Problem requirements
Restate exactly, and only, the lines spanning from the one with "# for every" to the end of the records below.

[Referring expression pointing data]

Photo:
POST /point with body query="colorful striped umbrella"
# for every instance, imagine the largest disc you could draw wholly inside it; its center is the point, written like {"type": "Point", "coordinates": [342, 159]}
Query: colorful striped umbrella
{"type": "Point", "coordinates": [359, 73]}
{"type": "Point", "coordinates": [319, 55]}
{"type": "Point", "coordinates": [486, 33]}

Response to this task
# for every instance, imagine the largest disc you could draw wholly inside it; its center is the point, written like {"type": "Point", "coordinates": [342, 159]}
Query: colorful striped umbrella
{"type": "Point", "coordinates": [359, 73]}
{"type": "Point", "coordinates": [319, 55]}
{"type": "Point", "coordinates": [486, 33]}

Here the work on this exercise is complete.